_WHAT YOU ARE ASKED TO DO_
Rewrite the entries starting at the line containing "On this screen, the treeline" and ending at the line containing "[246,154,315,162]" as a numbered list, leaving out any blank lines.

Dataset items:
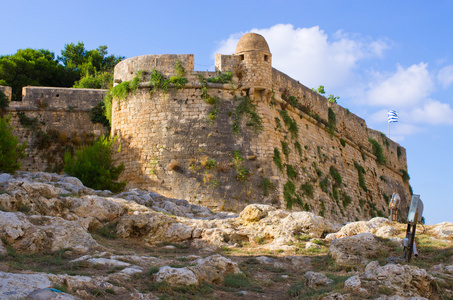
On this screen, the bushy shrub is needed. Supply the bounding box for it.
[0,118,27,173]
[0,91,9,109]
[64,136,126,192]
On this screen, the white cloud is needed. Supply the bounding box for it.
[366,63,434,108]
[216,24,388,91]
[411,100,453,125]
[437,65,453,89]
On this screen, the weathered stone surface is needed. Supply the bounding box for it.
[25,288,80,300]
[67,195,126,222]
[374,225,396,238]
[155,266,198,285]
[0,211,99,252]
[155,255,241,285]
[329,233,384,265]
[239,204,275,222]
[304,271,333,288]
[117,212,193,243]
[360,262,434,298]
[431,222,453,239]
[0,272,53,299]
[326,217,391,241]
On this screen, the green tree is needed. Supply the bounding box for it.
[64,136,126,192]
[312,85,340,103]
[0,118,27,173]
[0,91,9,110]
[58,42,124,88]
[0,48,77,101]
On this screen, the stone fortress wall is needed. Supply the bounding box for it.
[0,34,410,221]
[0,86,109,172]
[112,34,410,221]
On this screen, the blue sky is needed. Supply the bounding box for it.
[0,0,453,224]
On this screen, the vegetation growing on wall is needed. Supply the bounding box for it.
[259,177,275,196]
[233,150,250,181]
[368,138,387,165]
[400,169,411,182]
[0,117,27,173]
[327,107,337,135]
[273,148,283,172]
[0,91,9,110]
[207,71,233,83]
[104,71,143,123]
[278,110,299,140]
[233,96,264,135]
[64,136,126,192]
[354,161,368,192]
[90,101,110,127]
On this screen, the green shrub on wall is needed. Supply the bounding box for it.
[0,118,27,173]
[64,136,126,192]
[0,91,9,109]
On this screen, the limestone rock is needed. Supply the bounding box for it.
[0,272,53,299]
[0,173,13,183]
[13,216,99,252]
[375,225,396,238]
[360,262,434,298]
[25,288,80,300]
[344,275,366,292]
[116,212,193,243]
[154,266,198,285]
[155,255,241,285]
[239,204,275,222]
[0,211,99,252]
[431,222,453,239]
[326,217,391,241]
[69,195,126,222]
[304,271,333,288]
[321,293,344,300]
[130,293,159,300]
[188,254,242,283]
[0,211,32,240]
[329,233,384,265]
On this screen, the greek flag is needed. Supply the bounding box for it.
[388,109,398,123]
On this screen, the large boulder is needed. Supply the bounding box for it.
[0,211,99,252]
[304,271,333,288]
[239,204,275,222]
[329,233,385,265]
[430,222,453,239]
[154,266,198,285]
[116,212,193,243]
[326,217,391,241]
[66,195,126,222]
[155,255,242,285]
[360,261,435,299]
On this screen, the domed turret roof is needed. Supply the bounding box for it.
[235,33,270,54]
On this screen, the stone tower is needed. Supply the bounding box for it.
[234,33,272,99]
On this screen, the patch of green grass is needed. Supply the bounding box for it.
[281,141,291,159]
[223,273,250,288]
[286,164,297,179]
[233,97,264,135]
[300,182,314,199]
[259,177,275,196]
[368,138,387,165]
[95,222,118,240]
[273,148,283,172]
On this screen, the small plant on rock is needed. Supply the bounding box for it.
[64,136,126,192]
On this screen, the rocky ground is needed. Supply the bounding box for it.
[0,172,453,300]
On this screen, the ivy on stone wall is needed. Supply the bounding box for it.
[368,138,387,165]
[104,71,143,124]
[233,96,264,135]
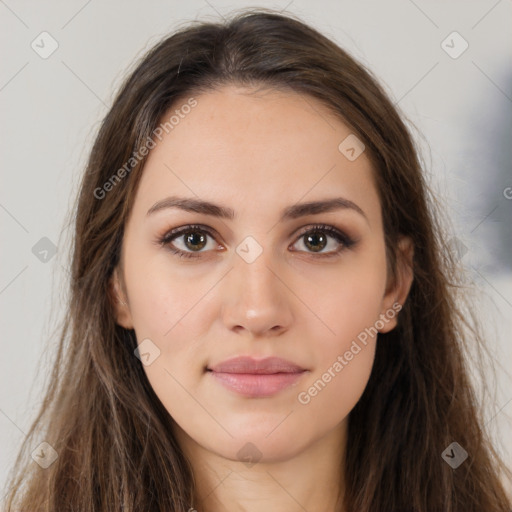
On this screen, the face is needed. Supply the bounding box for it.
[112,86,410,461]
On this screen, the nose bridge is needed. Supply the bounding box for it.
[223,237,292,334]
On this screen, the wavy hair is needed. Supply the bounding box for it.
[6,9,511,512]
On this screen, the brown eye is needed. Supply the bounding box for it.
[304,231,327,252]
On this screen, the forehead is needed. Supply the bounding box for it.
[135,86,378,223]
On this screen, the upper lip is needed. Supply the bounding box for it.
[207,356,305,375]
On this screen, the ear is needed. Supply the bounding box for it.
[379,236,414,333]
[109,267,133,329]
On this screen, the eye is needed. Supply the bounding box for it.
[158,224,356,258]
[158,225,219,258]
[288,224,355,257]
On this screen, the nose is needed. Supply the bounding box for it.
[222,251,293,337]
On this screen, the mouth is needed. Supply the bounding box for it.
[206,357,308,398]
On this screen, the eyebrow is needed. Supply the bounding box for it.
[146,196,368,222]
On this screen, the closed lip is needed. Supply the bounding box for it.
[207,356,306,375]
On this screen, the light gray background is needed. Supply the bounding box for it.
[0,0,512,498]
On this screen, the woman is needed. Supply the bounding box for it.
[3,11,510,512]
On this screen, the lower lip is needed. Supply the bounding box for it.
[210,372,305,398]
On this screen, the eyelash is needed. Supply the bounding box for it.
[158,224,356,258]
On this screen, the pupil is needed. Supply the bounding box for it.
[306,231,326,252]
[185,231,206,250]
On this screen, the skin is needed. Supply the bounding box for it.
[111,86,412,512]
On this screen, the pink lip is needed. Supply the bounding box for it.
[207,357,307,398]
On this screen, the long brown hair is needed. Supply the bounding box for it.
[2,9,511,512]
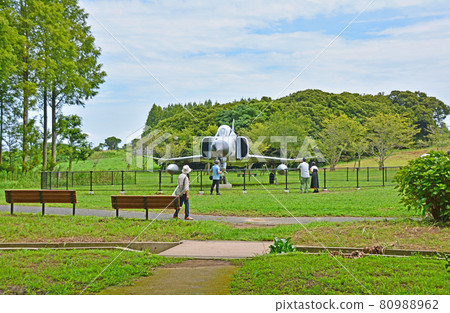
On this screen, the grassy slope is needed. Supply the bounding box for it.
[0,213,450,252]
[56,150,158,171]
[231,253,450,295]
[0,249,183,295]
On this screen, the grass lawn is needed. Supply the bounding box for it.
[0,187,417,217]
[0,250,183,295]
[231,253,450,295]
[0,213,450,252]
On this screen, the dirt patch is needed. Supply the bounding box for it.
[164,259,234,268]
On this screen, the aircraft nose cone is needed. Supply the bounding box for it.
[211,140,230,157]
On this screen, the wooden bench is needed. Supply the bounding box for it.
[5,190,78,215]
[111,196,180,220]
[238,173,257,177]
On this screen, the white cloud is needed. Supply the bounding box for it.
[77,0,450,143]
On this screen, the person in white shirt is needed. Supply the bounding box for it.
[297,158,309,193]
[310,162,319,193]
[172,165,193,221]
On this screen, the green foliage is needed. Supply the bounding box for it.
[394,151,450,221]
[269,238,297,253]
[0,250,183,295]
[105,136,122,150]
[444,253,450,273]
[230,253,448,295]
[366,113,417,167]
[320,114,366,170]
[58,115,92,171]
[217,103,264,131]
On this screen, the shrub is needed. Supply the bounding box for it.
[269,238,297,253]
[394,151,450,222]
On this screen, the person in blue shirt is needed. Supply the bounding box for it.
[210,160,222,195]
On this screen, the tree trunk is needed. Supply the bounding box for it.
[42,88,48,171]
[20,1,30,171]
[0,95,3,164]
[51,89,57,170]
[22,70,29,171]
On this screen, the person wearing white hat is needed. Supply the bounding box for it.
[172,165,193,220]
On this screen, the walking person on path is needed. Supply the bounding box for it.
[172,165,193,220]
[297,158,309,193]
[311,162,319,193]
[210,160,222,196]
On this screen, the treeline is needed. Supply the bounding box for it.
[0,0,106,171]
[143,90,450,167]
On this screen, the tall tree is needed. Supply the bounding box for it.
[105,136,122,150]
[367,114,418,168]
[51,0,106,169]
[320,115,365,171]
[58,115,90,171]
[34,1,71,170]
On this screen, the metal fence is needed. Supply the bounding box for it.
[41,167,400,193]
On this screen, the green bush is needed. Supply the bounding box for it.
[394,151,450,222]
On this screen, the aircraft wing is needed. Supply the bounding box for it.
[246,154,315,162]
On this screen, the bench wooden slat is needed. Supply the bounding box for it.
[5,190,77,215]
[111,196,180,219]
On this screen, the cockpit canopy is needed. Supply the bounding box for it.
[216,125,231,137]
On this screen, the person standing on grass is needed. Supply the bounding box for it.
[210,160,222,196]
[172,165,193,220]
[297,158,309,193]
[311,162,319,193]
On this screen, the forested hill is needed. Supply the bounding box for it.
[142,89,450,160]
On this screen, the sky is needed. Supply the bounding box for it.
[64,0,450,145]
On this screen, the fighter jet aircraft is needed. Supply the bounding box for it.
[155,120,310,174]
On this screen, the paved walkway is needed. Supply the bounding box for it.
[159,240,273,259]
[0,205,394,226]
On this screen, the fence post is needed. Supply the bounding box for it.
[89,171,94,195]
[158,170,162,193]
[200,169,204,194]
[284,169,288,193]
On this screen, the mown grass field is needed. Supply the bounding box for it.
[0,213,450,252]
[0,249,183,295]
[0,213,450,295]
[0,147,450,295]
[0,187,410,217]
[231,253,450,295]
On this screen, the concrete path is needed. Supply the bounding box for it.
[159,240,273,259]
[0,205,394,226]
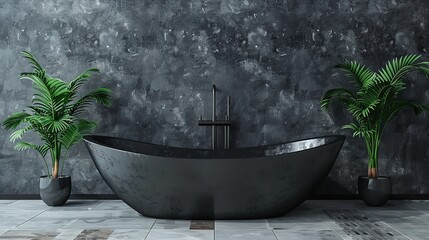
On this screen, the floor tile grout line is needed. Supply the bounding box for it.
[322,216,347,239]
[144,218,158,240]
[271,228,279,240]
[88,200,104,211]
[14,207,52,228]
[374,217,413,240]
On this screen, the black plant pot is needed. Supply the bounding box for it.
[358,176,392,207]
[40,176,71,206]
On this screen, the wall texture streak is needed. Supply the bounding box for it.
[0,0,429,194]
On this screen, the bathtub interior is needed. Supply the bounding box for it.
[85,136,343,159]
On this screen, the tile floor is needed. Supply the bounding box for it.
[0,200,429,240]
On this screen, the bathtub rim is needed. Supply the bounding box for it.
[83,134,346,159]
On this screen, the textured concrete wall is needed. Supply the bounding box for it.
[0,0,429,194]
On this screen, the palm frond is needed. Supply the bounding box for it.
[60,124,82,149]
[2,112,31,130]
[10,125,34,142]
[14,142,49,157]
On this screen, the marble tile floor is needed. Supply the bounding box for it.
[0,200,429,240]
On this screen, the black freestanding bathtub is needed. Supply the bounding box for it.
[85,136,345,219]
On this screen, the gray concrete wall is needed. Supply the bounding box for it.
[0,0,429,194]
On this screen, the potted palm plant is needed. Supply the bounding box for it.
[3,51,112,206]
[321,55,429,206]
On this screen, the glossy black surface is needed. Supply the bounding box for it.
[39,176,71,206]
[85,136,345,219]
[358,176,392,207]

_FULL RESPONSE_
1. On this screen, the treeline is needed. Supply the bounding box for it.
2. [0,0,106,171]
3. [143,90,450,167]
4. On this screen, the tall tree is needed. Supply the bounding box for it.
5. [105,136,122,150]
6. [367,114,418,168]
7. [51,0,106,169]
8. [320,115,365,171]
9. [58,115,90,171]
10. [34,1,71,170]
11. On this screen, the metal fence is needed. Supply the bounding box for it.
12. [41,167,400,193]
13. On this screen, the green bush is needed. Supply the bounding box for it.
14. [394,151,450,222]
15. On this screen, the aircraft wing is needed. Supply the bounding box for it.
16. [246,154,315,162]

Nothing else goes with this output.